Where the records below show the word "blazer" in a line, please copy that line.

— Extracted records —

----------------------------------------

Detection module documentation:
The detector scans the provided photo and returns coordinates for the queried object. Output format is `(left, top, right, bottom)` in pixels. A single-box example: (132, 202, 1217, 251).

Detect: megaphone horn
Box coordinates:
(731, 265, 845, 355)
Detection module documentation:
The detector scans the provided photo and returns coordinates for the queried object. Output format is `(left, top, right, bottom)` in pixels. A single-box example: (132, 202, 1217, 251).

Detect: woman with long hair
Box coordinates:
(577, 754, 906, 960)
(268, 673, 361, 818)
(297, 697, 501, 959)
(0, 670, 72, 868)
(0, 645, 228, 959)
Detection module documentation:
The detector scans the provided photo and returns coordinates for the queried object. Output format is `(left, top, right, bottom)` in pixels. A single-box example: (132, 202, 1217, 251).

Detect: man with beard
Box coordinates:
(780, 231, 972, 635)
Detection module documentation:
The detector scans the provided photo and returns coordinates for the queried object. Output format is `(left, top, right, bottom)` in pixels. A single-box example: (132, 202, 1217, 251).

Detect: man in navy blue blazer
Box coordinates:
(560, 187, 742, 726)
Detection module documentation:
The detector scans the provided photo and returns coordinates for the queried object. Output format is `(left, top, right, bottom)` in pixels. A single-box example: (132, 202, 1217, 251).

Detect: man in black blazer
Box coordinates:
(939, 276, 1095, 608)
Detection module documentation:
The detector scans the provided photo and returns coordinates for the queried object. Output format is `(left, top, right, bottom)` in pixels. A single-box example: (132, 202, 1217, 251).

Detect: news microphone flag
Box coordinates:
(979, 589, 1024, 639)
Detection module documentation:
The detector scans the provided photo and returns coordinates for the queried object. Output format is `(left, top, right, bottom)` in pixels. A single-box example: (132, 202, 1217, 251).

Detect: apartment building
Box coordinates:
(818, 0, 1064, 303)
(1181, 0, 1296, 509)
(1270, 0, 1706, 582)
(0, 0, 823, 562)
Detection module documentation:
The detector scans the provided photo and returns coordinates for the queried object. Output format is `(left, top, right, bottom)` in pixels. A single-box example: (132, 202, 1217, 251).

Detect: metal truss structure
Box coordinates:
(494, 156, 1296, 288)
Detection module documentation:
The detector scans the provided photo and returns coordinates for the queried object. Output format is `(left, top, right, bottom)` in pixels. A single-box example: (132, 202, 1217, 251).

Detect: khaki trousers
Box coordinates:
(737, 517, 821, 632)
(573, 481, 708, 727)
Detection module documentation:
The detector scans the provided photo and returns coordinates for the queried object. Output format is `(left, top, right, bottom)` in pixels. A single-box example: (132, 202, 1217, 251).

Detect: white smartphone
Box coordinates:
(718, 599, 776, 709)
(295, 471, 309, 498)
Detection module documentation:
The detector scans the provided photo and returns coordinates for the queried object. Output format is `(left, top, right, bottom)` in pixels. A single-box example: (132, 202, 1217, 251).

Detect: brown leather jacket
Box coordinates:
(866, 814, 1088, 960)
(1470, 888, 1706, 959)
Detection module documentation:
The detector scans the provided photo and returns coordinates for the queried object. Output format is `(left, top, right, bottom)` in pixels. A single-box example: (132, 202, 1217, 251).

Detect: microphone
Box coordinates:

----------------------------------------

— TASK ANSWER —
Detect: man in navy blue blazer
Detect: man in black blazer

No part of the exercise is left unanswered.